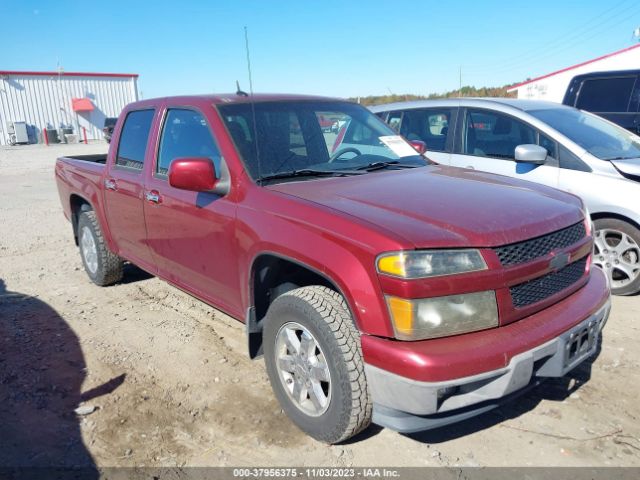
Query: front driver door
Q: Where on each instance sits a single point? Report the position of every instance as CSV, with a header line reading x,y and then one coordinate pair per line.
x,y
488,140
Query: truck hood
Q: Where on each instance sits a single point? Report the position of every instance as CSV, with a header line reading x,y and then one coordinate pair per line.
x,y
440,206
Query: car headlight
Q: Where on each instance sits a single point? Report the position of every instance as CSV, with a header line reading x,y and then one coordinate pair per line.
x,y
429,263
588,223
441,316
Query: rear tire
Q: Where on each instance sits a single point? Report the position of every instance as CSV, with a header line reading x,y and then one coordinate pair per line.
x,y
314,361
102,266
617,252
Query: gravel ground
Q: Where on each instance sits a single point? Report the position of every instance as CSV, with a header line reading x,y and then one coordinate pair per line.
x,y
168,383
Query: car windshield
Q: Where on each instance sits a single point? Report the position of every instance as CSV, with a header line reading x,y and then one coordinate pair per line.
x,y
597,136
310,139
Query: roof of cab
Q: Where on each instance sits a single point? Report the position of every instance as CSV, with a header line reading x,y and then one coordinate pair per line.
x,y
524,105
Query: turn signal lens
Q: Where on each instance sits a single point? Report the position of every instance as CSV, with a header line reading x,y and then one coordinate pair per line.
x,y
430,263
402,314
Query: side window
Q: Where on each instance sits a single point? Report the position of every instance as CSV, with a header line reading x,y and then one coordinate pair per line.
x,y
428,125
569,161
394,120
185,133
549,144
493,134
606,94
133,139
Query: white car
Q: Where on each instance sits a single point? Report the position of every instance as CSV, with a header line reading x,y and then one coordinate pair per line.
x,y
546,143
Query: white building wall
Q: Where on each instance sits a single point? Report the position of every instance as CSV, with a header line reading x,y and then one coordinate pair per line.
x,y
45,101
553,87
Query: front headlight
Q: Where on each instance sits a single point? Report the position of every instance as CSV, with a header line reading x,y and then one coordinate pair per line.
x,y
441,316
429,263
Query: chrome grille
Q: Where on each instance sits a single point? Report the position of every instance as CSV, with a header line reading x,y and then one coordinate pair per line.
x,y
543,287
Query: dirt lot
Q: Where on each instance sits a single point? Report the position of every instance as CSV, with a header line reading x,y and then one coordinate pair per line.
x,y
173,385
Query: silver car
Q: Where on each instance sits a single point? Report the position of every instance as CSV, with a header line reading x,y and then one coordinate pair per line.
x,y
546,143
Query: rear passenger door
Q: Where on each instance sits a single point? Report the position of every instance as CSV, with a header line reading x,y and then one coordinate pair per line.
x,y
123,188
487,142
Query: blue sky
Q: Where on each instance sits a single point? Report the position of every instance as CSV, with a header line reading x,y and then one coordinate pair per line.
x,y
331,47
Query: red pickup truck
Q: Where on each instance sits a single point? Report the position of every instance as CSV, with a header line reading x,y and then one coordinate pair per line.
x,y
377,285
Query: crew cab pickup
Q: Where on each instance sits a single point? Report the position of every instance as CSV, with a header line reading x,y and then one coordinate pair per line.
x,y
378,286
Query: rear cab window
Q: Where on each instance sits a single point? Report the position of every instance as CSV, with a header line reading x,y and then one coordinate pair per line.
x,y
430,126
324,135
134,136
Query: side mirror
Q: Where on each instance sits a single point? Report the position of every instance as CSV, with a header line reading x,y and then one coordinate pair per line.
x,y
419,146
530,153
197,174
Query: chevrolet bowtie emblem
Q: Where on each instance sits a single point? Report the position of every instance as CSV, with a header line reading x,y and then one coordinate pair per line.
x,y
559,261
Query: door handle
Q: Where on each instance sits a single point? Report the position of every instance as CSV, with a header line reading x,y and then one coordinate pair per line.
x,y
153,196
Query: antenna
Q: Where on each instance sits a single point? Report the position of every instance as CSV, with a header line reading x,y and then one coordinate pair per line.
x,y
253,106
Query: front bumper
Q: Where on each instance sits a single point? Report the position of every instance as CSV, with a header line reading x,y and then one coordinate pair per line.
x,y
408,405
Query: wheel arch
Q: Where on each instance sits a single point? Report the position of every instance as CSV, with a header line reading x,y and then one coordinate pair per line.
x,y
77,204
617,216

------------------------------------------------------------

Stated goal:
Your task is to write out the lines from the one with "Query: chevrolet bowtie emblem" through the end of the records, exactly and with nothing added.

Task result:
Query: chevrolet bowtie emblem
Q: Where on each instance sits a single point? Report the position of every instance as CSV, with a header line reading x,y and then one coordinate pair per line.
x,y
559,261
Query: door handle
Q: Where on each instance sits a single point? Report the position of every instance as CSV, with a header line reading x,y and then one coordinate pair per line.
x,y
153,196
Query: antenna
Q: Where on each instance sits a single point? Report the position of every instance as CSV, with a header line reading x,y and then one coordinate pair per line.
x,y
253,106
Query: front bumper
Q: Where on each instance sits a single point? Report the position of every instance as CSV, with a header line reading x,y and then one coordinate pair per line.
x,y
408,405
Query: wheel arch
Q: Where on each instance sits a single point? Report the position of every instance as CSV, with a header line reading x,y and then one coordinate pair per line.
x,y
77,204
617,216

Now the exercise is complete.